• _WRITTEN TASK_: Enter every line of the data below into a Markdown table with the columns Row and Line, numbering the rows and omitting blank lines. Leave the pictures out of the table.

• _INPUT_:
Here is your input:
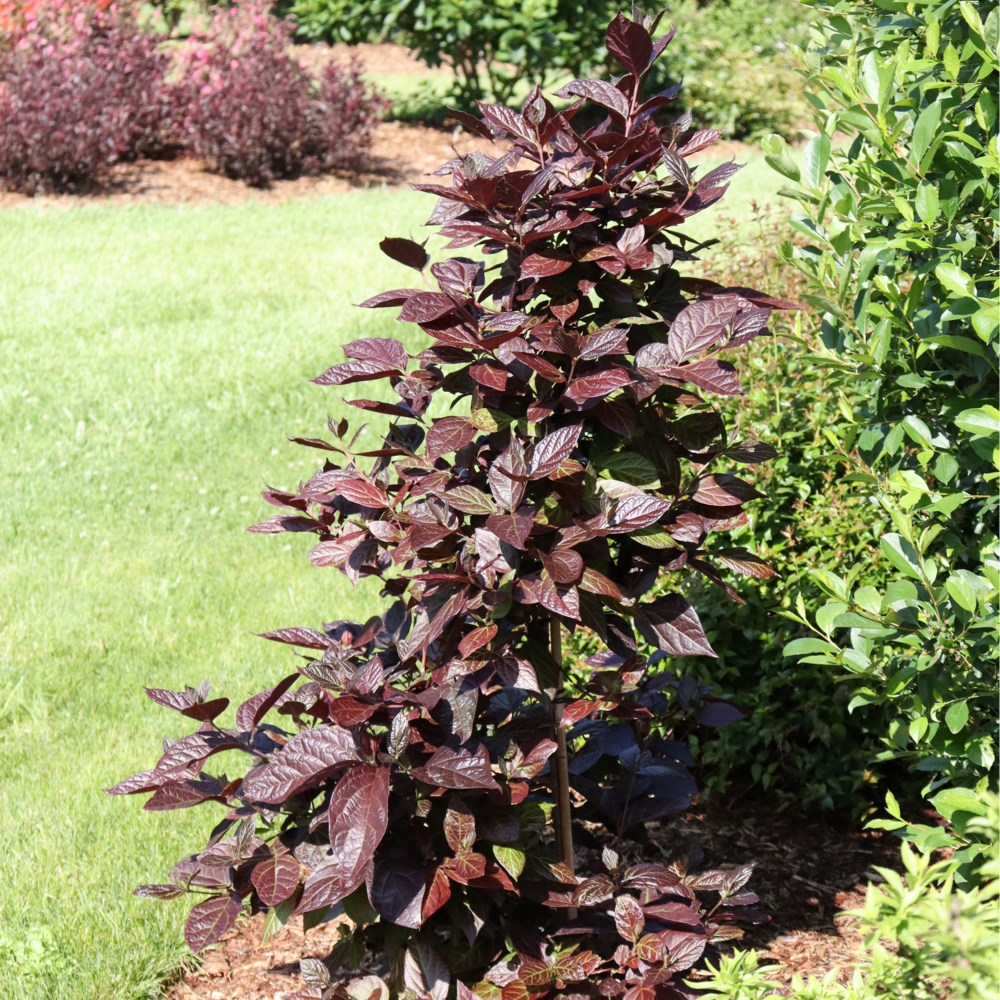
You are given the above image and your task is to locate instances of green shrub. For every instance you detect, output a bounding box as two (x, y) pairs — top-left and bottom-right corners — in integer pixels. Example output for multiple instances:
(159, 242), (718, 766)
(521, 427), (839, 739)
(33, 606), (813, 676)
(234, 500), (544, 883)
(291, 0), (617, 108)
(765, 0), (1000, 792)
(698, 788), (1000, 1000)
(648, 0), (811, 139)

• _RESPONSE_:
| Row | Line |
|---|---|
| 1 | Here is your input: |
| 2 | You are given the above image and your task is to locate instances of green shrub. For every instance you detect, output a bounding box as two (x, y) pairs — top-left and bottom-right corners — in integer pixels. Example output for multiple instances: |
| 3 | (159, 242), (718, 766) |
| 4 | (521, 427), (839, 739) |
| 5 | (33, 606), (813, 676) |
| 6 | (234, 500), (544, 883) |
| 7 | (291, 0), (617, 108) |
| 8 | (765, 0), (1000, 792) |
| 9 | (698, 788), (1000, 1000) |
| 10 | (648, 0), (811, 139) |